#### [Seçilen metin]
━━━━━━━━━━━━━━━━━━━━

Mersin Türk Halk Müziği Korosu olarak haftanın belirli gün ve saatlerinde bir araya geliriz. Çalışırız. Çalar söyleriz. Her 15 günde bir cumartesi günleri Kent Radyo’da bir saatlik canlı yayına çıkarız. Türküler havalandırırız. Türkülerle biz de havalanırız.

Koro elemanı arkadaşımız Mehmet Akif Toprak bir türkü yorumladı. Ben bu türküyü ilk kez dinledim Mehmet Akif Bey’den.Türkünün adı “ Haşıl”.

Ben “haşıl”ı bir yemek adı biliyordum. Ama Gaziantep’te dokumacılıkla ilgili bir terimmiş. Mehmet Akif Hoca Gaziantepli’dir. Sağ olsun. Türkünün hikayesini de araştırıp bulmuş. Faruk Lök uzun uzun anlatmış haşıl ve haşılcılığı. Çıktısını alıp bana getirdi. Kendilerine teşekkür ediyorum.

Gaziantep’te dokumacılık ileridir. Haşıl diye dokuma ipliğini sertleştirmek için kullanılan un- çiriş karışımı, kayısı ağacı sakızı veya mercimek tutkalı gibi doğal maddelere deniyor.

Haşılcılık ise dokuma tezgahlarında halı, kilim, kumaş ve kutnu gibi her türlü kumaşı dokurken kullanılan ipliğin dokumaya hazır hale getirilmesidir. Bu işlem oldukça zor ve zahmetlidir.

Haşılcı, ipliği ve hamuru bir kurnanın içerisinde daha önceden hazırlanan un,çiriş karışımı veya kaysı ağacı sakızı gibi bir hamurla iplik güzelce sertleştirilecek şekilde yoğururdu. Haşıllanan iplikler boya kazanlarına batırılarak boyanır ve kurutulurdu. Kurutulan iplikler haşılcı kadınlara gönderilir veya kadınlar tarafından gelip alınırdı.

Gaziantep’te haşılcılık makineleşmeyle birlikte bitmiştir. 1970li yıllardan sonra haşılcılık insan gücüyle değil makineyle yapılır olmuştur.

Haşılcı kadınlar kelep halinde aldıkları bu haşıllı ipliği çıkrık vasıtasıyla terdeklere(*) sararlardı. Sarım işi bitince ustaya götürür teslim ederlerdi.

Gaziantepli kadınlar, kızlar; aile bütçesine katkı olsun diye haşılcılık yaparlardı. Haşılcılar, sabahın erken saatlerinde gün ışımasıyla işe başlarlardı. Çalışma esnasında kadınların da elleri kesilir ve kanardı. Yani az parayla çok zahmetli yapılan bir işti haşılcılık. Haşılcı kadınlar, kızlar ham ipliği işleyip dokumaya hazır hale getirir, ustaya teslim ederlerdi. Ancak bazı ustalar hafta başı olduğunda parayı veremezdi. Yumuşak ve tatlı dille, bir sürü mazeret öne sürerek paraları aksatır ve haftalıkları çok geç öderdi veya hiç ödeyemezdi.

━━━━━━━━━━━━━━━━━━━━

#### [Gösterilen kayıtlar]
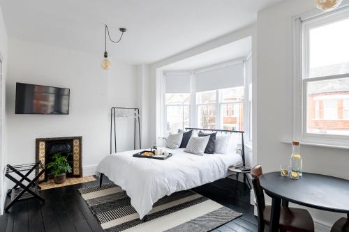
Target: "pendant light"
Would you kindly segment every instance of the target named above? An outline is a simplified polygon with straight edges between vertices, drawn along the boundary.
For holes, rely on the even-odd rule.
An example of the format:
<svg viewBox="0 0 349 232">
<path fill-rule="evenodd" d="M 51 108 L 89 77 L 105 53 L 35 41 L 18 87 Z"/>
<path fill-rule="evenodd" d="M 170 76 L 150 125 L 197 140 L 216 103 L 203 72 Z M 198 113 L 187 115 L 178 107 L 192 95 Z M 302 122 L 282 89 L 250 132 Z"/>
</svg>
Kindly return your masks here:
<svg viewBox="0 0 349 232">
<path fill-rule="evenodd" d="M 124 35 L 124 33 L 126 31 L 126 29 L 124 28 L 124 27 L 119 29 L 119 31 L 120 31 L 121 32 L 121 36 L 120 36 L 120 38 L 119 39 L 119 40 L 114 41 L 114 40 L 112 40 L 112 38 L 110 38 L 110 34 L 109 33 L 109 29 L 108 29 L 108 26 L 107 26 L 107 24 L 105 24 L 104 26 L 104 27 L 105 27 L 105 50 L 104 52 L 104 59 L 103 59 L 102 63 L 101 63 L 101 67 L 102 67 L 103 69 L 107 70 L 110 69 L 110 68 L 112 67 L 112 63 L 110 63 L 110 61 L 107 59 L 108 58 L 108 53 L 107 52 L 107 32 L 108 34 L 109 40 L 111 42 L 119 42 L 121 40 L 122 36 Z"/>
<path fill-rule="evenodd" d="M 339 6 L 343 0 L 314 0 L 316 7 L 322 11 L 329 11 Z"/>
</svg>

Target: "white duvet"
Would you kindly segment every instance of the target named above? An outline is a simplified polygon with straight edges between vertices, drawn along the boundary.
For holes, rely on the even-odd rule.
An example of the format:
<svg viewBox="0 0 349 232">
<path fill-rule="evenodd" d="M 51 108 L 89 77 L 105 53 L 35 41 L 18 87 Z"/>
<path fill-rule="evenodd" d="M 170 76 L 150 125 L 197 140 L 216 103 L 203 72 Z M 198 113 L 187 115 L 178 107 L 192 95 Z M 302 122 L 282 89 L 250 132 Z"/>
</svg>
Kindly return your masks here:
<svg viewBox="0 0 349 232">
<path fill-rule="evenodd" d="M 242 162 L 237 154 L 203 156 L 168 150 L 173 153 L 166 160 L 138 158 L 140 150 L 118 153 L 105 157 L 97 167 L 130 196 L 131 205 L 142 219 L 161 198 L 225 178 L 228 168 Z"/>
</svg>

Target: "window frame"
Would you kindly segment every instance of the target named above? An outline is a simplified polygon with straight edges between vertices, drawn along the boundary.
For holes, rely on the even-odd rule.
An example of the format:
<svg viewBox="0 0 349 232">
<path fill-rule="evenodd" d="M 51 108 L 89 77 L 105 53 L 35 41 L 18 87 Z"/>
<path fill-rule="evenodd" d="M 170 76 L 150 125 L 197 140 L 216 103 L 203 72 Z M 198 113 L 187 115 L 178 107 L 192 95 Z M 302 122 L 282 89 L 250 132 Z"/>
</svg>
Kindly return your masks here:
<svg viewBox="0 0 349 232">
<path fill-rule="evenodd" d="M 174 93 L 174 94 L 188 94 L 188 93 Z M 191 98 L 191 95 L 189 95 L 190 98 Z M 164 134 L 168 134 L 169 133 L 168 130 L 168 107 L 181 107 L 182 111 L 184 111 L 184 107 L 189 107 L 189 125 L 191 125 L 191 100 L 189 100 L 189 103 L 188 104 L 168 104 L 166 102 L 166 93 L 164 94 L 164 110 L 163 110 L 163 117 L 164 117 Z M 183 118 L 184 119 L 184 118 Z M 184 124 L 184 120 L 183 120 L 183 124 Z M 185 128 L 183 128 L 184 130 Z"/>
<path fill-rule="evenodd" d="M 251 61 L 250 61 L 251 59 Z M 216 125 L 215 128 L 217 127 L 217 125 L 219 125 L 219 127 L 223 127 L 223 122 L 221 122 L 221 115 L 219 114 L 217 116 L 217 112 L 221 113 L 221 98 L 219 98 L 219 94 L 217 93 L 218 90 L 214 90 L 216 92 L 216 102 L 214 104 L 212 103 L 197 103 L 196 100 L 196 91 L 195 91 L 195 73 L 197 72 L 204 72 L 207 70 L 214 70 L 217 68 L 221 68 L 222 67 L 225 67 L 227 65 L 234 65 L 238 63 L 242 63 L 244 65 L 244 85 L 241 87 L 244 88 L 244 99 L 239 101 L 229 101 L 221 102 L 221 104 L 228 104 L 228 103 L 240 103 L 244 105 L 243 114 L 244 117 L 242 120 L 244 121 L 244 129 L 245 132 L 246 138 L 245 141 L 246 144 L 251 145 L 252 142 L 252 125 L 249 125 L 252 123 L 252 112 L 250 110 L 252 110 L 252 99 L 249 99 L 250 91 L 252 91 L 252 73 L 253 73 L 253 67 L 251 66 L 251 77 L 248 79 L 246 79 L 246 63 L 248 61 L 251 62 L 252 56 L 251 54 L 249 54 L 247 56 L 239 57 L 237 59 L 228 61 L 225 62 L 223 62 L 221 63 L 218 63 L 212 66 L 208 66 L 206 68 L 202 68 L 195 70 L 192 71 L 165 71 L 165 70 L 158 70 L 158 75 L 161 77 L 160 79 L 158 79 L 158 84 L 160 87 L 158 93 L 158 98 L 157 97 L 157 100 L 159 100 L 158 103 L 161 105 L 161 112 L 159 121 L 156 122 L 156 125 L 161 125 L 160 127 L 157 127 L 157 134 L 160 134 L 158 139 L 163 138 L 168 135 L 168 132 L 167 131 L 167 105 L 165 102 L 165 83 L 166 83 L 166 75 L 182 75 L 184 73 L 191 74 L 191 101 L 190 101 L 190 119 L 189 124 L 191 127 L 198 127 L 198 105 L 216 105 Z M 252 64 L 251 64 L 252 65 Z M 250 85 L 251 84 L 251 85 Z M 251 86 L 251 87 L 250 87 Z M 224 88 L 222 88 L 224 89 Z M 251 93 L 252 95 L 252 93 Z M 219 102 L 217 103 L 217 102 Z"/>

━━━━━━━━━━━━━━━━━━━━

#### [Yapılacaklar]
- 1) Haşıl yazısına göre Gaziantep'te haşılcılık hangi yıllardan sonra insan gücüyle değil makineyle yapılır olmuştur?
- 2) Haşıl yazısında dokuma ipliğini sertleştirmek için kullanılan ve haşıl adı verilen doğal maddelerin hepsini sırala.
- 3) Haşıl yazısını bittiği yerden devam ettir.
Bu materyal başka bir kaynaktan alınmıştır.

#### [Sonuçlar]
- 1) 1970'li yıllardan sonra.

- 2) Un-çiriş karışımı, kayısı ağacı sakızı, mercimek tutkalı

- 3)
Bu durumdan şikayetçi olan hanımlar zaten çileli ve meşakâtli bu işin verdiği acı ve sıkıntıyla adeta sitem ederlermiş dokuma ustalarına. Hatta beddua ederlermiş.Bu şikayetler, serzenişler zaman içerisinde türkü olup dillere düşmüş.

İşte HAŞIL TÜRKÜSÜ

"Alatirik(**)söndü kalkın haşıla

Haşılı getirin çökün başına

Çifte gurşun deysin nezzik daşına(***)

Gözlerin kör ola ölesin usta

Osandım Allahım haşıl elinden

Doyup osanmadın tatlı dilinden

Ustamın geydiği samanı sarı

Usta soksun seni al gızıl arı

Usta paran yoksa etme bu kârı

Gözlerin kör ola ölesin usta

Osandım Allahım haşıl elinden

Doyup osanmadın tatlı dilinden

Bir direzin çektirdim oda sedirlik

Ağızlıkta gırıldı zavallı mekik

Acerini almaya yoktur metelik

Gözlerin kör ola ölesin usta

Osandım Allahım haşıl elinden

Doyup osanmadın tatlı dilinden

Haşıl parasıyla bulgur gaynattık

Mangal maşasıyla saçın gıvrattık

Ustamın gabrinde köçek oynattık

Gözlerin kör ola ölesin usta

Ölesin ölesin ölesin usta

Ölmeden gabire giresin usta"

Bu türküyü aynı zamanda kendisi de bir dokumacı olan Ömer Lök derlemiş. Bu türküden esinlenerek Gaziantep Haşıl Grubu kurulmuş. Haşıl Grubu şimdilerde yaptığı çalışmalarla yöre kültürünü yaşıyor, yaşatıyor.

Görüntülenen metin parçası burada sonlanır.